(ZU LÖSENDE AUFGABEN)
1: Beantworte zum Urteilsauszug diese Fragen:
(a) Vom welchem Datum ist das Urteil 4C.224/2003?
(b) An welchem Tag stürzte der Kläger?
(c) Wie tief war der Geländeeinschnitt, in den er glitt?
2: Gib aus dem Urteilsauszug den Abschnitt wortgetreu wieder, beginnend bei „Räumliche Ausdehnung der“ und endend bei „hätten (E. 2.5).“.

(VORLIEGENDER TEXT)
»»

Sammlung der Entscheidungen des Schweizerischen Bundesgerichts
Collection des arrêts du Tribunal fédéral suisse
Raccolta delle decisioni del Tribunale federale svizzero

BGE 130 III 193



130 III 193

24. Auszug aus dem Urteil der I. Zivilabteilung i.S. X. gegen Y. AG
(Berufung)

    4C.224/2003 vom 23. Dezember 2003

Regeste

    Verkehrssicherungspflicht; Haftung der Sportbahnunternehmen für die
Sicherheit der Skipisten.

    Natur, Inhalt und Umfang der Verkehrssicherungspflicht (E. 2.2-2.3).

    Räumlicher Geltungsbereich der Verkehrssicherungspflicht gemäss den
einschlägigen Richtlinien (E. 2.4.1-2.4.2).

    Räumliche Ausdehnung der Verkehrssicherungspflicht bei atypischen
oder besonders grossen Gefahren und einer durch die Geländeverhältnisse
indizierten Möglichkeit, dass auch vorsichtige Pistenbenützer ungewollt
in den Einzugsbereich von ausserhalb der Piste und des Pistenrandbereichs
gelegenen Gefahrenstellen geraten können (E. 2.4.3).

    Vorliegend keine Ermessensüberschreitung des Sachgerichts mit Bezug
auf die Frage, ob die örtlichen Verhältnisse erhöhte Sicherheitsvorkehren
erfordert hätten (E. 2.5).

Sachverhalt

    A.- Im Januar 1997 verbrachte X.  (Kläger) im Skigebiet des Kantons
Glarus seine Ferien. Zur Benützung der Skilifte und Skipisten besass er
eine Wochenkarte der Y. AG (Beklagte). Am 8. Januar 1997 stürzte er im
untersten, relativ steilen Teil einer der Pisten und verlor mit aller
Wahrscheinlichkeit beim Aufprall auf der hart gefrorenen Unterlage
das Bewusstsein. In der Folge rutschte er unkontrolliert rund 75
Meter weit die Piste hinunter und rund zwölf Meter über den Pistenrand
hinaus und glitt dann über eine Böschung in einen sechzehn Meter tiefen
Geländeeinschnitt (Runse), wo er auf ein dort angebrachtes Rohr aufschlug
und sich einen offenen Schädelbruch zuzog. Der Unfall machte einen längeren
Spitalaufenthalt erforderlich und hat zu einer voraussichtlich bleibenden
Gehbehinderung geführt.

««

(DATENTEIL)

»»

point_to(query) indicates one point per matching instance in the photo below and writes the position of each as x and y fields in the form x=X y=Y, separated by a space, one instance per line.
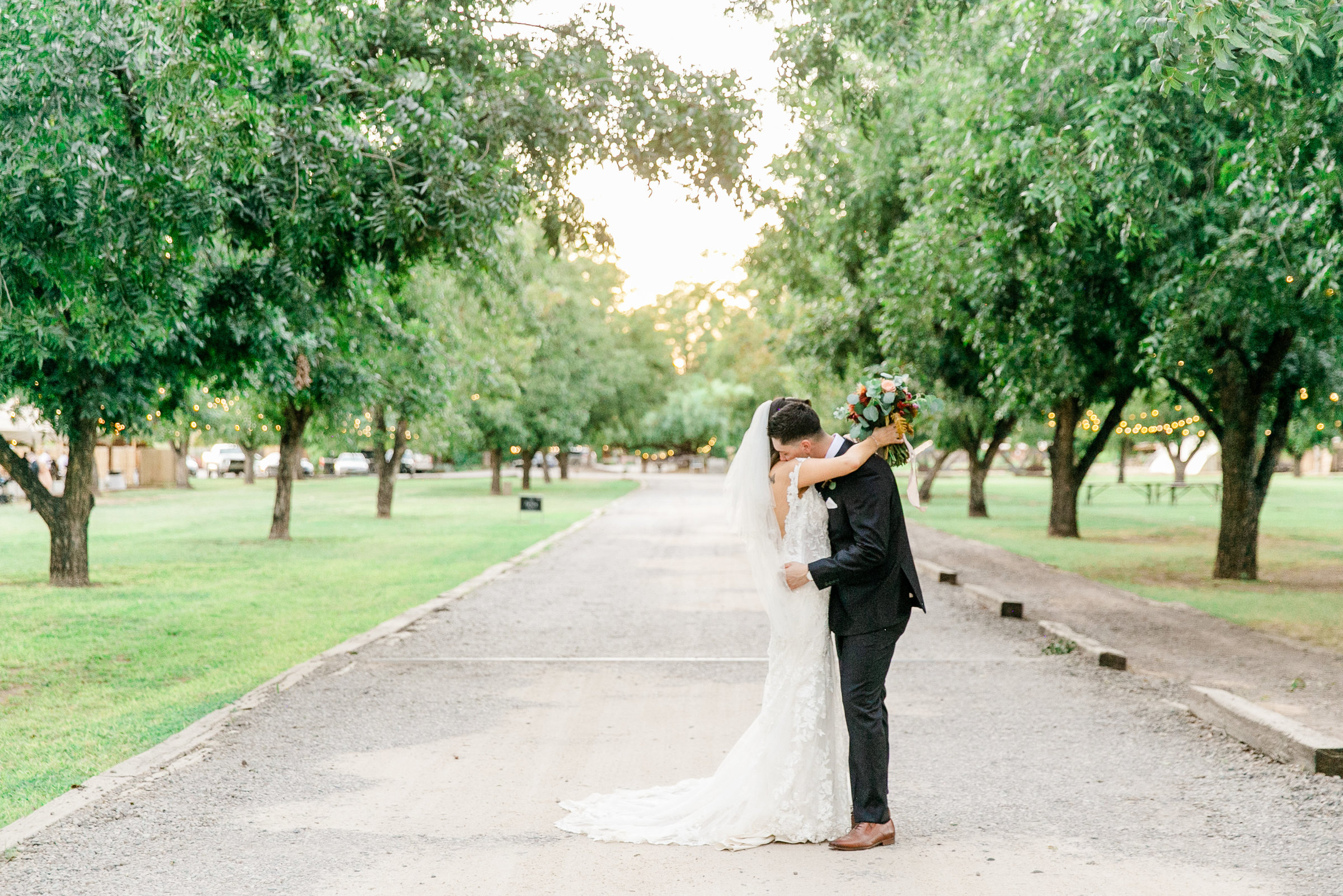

««

(LÖSUNGEN)
1:
(a) Vom 23. Dezember 2003.
(b) Am 8. Januar 1997.
(c) Sechzehn Meter.

2:
Räumliche Ausdehnung der Verkehrssicherungspflicht bei atypischen
oder besonders grossen Gefahren und einer durch die Geländeverhältnisse
indizierten Möglichkeit, dass auch vorsichtige Pistenbenützer ungewollt
in den Einzugsbereich von ausserhalb der Piste und des Pistenrandbereichs
gelegenen Gefahrenstellen geraten können (E. 2.4.3).

    Vorliegend keine Ermessensüberschreitung des Sachgerichts mit Bezug
auf die Frage, ob die örtlichen Verhältnisse erhöhte Sicherheitsvorkehren
erfordert hätten (E. 2.5).